**TASK GOAL:** Reproduce the home equity post in full, word for word.

**PAGE:**
****

Posts Tagged Banks

The Definition of Home Equity

Before considering a home equity loan or line of credit, it’s important to understand the definition of home equity and what it means for your loan. In its simplest terms, equity is defined as the difference between the current value of your home and how much is left on your mortgage.

Let’s say your house has increased in value by $75,000 since you first bought it. If you haven’t paid any of your mortgage principal down (which you probably have unless you have an interest-only loan), this increase in value represents $75,000 which you can borrow against.

Similarly, if you have paid off $15,000 in principal from your mortgage, this is also home equity. Remember, however, that mortgage payments consist of both interest and principal and in the early years of your mortgage the monthly payments is mostly interest. So if you have not had your mortgage very long you may not have paid down as much principal as you might expect. Check your monthly mortgage statement to see how much principal has been paid.

****

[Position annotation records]
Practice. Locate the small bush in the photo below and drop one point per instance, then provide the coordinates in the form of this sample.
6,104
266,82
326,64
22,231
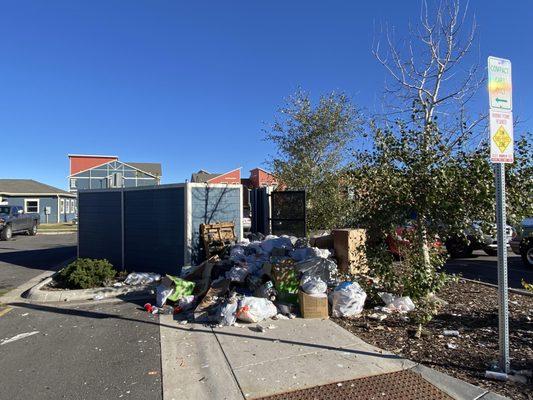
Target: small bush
86,273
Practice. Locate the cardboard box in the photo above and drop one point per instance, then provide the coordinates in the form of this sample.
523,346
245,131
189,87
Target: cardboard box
313,306
349,246
322,242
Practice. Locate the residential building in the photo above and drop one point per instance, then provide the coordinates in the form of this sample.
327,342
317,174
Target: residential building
103,172
232,177
53,204
260,178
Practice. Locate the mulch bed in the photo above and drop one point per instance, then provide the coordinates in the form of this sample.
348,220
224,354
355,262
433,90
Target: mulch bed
472,309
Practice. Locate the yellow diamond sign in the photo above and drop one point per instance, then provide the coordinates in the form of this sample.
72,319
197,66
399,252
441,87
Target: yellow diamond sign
502,138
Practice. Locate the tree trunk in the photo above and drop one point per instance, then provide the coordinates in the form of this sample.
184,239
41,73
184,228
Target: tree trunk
425,243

****

**THE OUTPUT:**
Posts Tagged Banks

The Definition of Home Equity

Before considering a home equity loan or line of credit, it’s important to understand the definition of home equity and what it means for your loan. In its simplest terms, equity is defined as the difference between the current value of your home and how much is left on your mortgage.

Let’s say your house has increased in value by $75,000 since you first bought it. If you haven’t paid any of your mortgage principal down (which you probably have unless you have an interest-only loan), this increase in value represents $75,000 which you can borrow against.

Similarly, if you have paid off $15,000 in principal from your mortgage, this is also home equity. Remember, however, that mortgage payments consist of both interest and principal and in the early years of your mortgage the monthly payments is mostly interest. So if you have not had your mortgage very long you may not have paid down as much principal as you might expect. Check your monthly mortgage statement to see how much principal has been paid.